* _Selected passage_
Begin

Let $(x_{ij})_{1 \le i < \infty, 1 \le j \le i }$ be an array of i.i.d random $\cal N(0,1)$ variables, define $x_{ji}=x_{ij}$ and let $M_n$ be the $n$ by $n$ matrix obtained by restricting the array to $1 \le i \le n, 1 \le j \le n$.

Let $\lambda(n)$ denote the maximum eigenvalue of $M_n$. The variance and limiting distribution of the maximum eigenvalue (for these and related classes of matrices) were discovered by Tracy and Widom.

Question 1: What is the law of iterated logarithm for this scenario? Namely, can one identifies functions $F(n)$ and $G(n)$ such that

$\limsup_{n \to \infty} (\lambda (n)- {\bf E}(\lambda(n))/ F(n) = 1,$ almost surely, and

$\liminf_{n \to \infty} (\lambda (n)- {\bf E}(\lambda(n))/ G(n) = -1$ almost surely.

End

* _Problem details_
Continue the question about the largest eigenvalue of random symmetric matrices, picking up after its last sentence.

* _Stored records_
Begin

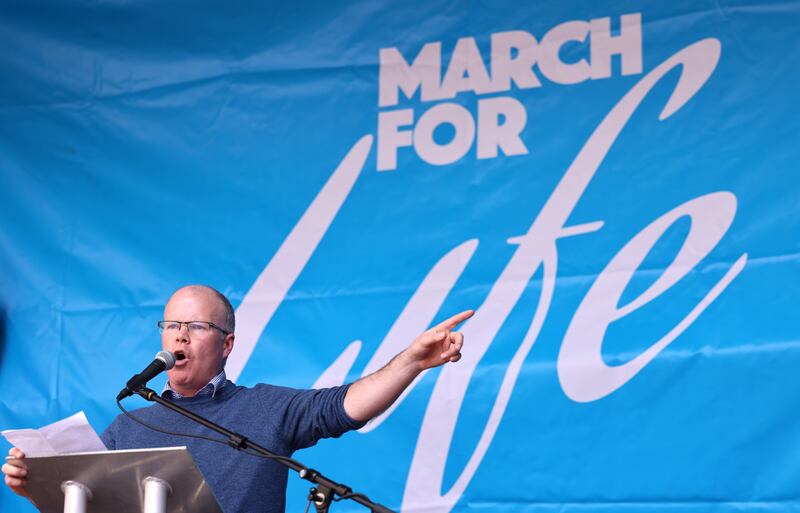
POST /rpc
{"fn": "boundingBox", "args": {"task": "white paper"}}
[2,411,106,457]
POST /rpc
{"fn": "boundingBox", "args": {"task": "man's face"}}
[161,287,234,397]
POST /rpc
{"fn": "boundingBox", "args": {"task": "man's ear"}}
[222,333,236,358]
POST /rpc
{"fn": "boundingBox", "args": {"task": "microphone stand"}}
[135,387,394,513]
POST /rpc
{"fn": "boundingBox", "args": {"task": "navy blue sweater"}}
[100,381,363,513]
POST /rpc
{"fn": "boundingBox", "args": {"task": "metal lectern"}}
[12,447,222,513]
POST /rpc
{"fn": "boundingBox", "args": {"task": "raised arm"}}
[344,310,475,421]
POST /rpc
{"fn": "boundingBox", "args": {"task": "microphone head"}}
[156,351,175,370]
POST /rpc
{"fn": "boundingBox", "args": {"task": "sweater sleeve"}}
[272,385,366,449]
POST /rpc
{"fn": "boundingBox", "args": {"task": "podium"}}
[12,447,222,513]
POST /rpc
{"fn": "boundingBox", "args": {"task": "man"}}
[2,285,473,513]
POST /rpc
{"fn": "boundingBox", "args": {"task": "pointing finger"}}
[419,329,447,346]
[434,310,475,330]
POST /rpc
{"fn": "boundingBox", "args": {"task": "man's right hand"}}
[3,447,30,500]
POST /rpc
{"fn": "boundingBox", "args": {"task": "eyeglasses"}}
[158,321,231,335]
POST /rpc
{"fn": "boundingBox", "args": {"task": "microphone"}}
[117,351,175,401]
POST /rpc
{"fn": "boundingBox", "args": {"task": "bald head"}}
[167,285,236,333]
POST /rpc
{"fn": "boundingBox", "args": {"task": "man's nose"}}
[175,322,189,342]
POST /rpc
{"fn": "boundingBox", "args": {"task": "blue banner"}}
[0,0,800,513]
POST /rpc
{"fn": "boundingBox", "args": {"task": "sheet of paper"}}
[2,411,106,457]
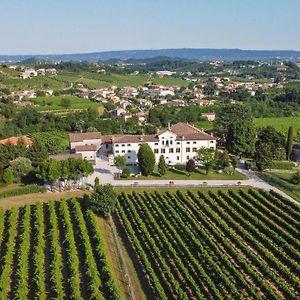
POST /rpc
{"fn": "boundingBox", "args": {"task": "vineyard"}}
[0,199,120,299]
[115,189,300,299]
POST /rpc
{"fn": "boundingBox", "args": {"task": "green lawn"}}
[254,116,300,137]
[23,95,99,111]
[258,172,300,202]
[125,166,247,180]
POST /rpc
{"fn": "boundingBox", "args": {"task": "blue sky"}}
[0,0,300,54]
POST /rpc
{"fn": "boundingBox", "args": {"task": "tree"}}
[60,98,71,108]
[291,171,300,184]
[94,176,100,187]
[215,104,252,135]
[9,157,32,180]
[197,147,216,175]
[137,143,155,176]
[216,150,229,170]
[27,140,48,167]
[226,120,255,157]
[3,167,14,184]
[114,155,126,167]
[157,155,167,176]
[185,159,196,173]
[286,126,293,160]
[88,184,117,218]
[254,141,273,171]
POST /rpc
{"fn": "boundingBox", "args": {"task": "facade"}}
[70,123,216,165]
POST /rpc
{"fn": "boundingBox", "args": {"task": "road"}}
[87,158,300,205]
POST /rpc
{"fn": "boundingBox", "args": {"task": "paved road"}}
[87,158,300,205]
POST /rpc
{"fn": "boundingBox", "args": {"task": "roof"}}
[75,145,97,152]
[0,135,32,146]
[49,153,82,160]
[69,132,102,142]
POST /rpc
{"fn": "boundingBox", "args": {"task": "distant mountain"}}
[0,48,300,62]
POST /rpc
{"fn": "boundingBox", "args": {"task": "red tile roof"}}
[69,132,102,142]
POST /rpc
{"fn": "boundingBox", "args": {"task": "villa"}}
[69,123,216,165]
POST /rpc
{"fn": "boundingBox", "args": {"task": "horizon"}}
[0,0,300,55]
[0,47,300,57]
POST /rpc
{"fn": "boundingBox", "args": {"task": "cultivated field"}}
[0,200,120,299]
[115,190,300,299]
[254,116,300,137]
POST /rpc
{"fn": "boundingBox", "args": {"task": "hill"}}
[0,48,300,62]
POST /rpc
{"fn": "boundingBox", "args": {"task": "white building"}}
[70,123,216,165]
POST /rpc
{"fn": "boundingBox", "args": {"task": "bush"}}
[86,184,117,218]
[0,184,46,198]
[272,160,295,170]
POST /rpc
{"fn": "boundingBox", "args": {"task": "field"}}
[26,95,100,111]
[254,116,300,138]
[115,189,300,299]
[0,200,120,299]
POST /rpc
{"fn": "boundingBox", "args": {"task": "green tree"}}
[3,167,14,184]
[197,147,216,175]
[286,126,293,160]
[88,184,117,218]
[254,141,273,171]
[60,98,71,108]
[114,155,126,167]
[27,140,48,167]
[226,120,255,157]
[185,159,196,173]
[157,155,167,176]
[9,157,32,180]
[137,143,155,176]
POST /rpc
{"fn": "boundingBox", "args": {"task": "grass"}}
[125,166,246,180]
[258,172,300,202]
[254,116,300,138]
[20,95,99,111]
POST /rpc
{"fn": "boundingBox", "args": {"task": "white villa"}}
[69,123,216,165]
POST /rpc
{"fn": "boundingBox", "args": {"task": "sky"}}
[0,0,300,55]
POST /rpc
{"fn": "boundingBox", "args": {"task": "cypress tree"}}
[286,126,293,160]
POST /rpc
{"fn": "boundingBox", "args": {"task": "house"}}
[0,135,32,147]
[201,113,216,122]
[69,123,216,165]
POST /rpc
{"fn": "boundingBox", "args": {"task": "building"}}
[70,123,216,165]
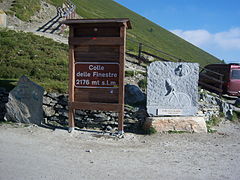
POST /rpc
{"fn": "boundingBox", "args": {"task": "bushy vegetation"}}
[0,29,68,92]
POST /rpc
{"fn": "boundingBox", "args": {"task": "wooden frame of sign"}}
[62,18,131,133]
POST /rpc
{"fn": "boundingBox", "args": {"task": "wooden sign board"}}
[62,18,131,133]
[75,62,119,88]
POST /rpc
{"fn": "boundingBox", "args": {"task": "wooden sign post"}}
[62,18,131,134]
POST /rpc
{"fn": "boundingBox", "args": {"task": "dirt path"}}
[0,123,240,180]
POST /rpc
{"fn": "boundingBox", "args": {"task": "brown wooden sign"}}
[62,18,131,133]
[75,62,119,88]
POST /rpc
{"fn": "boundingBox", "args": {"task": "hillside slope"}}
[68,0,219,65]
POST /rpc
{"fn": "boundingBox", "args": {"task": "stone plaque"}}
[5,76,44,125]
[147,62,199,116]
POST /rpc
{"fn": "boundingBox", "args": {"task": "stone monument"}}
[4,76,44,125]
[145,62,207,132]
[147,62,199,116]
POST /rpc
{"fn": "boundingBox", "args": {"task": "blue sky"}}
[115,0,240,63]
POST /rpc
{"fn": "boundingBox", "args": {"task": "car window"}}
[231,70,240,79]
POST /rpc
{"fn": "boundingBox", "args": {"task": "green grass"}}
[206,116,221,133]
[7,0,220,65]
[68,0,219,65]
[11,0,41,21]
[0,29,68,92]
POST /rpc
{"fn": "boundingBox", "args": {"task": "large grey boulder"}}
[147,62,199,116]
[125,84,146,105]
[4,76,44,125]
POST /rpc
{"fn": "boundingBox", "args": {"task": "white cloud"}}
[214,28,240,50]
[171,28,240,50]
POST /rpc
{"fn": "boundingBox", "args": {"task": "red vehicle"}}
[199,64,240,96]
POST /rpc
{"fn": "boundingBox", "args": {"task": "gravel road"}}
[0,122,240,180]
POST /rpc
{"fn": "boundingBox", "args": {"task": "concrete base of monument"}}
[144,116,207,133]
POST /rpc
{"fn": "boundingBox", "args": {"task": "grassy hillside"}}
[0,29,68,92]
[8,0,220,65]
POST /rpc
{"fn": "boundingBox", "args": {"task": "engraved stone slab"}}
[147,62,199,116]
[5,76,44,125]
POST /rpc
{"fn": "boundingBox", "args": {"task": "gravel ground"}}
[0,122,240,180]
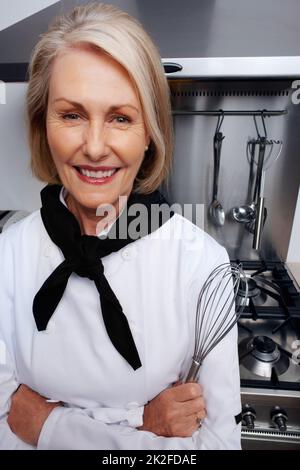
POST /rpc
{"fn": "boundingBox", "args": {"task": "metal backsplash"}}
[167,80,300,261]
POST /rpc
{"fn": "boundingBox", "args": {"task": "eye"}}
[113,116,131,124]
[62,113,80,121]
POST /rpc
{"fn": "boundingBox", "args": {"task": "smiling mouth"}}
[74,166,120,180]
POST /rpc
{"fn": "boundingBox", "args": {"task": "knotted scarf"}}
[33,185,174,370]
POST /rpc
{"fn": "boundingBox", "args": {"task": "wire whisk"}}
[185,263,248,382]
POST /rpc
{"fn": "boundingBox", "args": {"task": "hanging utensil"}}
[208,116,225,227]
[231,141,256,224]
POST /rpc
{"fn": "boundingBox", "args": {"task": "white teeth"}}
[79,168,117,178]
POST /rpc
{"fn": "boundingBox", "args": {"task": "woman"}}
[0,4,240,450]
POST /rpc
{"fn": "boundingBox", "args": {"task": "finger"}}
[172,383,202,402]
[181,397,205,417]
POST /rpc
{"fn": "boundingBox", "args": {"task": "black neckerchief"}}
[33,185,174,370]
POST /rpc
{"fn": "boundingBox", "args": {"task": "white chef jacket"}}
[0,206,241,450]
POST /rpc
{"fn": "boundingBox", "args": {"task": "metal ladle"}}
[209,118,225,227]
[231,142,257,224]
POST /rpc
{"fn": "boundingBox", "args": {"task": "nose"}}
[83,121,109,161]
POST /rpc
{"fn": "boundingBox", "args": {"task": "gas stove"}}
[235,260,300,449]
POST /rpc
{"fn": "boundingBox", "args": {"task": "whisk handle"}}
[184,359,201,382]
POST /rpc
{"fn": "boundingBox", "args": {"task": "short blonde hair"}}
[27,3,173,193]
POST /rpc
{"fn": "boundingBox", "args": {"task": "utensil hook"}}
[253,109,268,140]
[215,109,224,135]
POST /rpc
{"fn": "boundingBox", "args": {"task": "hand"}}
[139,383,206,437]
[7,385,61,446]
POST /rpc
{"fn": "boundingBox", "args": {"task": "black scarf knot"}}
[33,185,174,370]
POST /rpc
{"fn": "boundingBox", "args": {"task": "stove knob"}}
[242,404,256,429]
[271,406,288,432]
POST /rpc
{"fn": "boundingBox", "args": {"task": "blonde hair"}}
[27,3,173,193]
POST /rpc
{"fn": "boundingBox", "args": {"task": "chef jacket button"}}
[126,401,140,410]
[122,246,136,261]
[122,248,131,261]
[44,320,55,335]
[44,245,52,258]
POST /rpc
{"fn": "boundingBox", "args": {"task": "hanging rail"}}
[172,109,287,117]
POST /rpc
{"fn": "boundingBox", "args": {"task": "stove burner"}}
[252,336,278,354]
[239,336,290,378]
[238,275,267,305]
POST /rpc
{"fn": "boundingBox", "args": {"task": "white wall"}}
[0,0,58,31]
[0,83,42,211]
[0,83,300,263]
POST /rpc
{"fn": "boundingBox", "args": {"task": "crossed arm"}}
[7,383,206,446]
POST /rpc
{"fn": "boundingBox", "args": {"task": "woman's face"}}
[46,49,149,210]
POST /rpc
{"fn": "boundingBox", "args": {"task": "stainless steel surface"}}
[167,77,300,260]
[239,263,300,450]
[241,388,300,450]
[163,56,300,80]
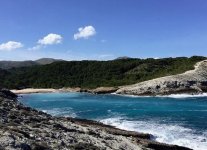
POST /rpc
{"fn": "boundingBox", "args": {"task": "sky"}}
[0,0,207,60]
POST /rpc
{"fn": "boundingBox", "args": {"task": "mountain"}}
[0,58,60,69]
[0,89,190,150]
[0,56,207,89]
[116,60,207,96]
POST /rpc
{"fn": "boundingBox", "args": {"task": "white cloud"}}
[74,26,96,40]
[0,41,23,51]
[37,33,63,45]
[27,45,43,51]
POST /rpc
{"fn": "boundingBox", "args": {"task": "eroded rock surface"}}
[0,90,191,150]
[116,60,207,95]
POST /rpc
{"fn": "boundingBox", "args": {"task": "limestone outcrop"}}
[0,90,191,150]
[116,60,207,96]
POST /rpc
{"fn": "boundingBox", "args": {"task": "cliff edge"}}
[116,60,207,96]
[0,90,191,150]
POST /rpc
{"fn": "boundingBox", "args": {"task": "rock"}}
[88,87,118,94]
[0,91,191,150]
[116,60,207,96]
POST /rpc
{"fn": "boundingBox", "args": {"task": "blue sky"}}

End

* _Result of this exercise_
2. Random permutations

Choose a sequence of real numbers in the unit interval at random independently. Use the first $n$ numbers in the sequence to describe a random permutation $\pi$ in $S_n$. Look at the length $L_n$ of the maximum increasing sub-sequence of $\pi$. The expectation, variance and limiting distributions of the maximal increasing subsequence are known by the works of Logan-Shepp, Kerov-Vershik, (expectation) Baik, Deift & Johansson (variance and limiting distribution) and many subsequent works.

Question 2: What is the law of iterated logarithm for this scenario?

3. Motivation.

My initial motivation is to try to understand the law of iterated logarithm itself, and more precisely, to understand why do we have the $\sqrt {\log \log n}$ factor. (I cannot rationally expect to understand the $\sqrt 2$.)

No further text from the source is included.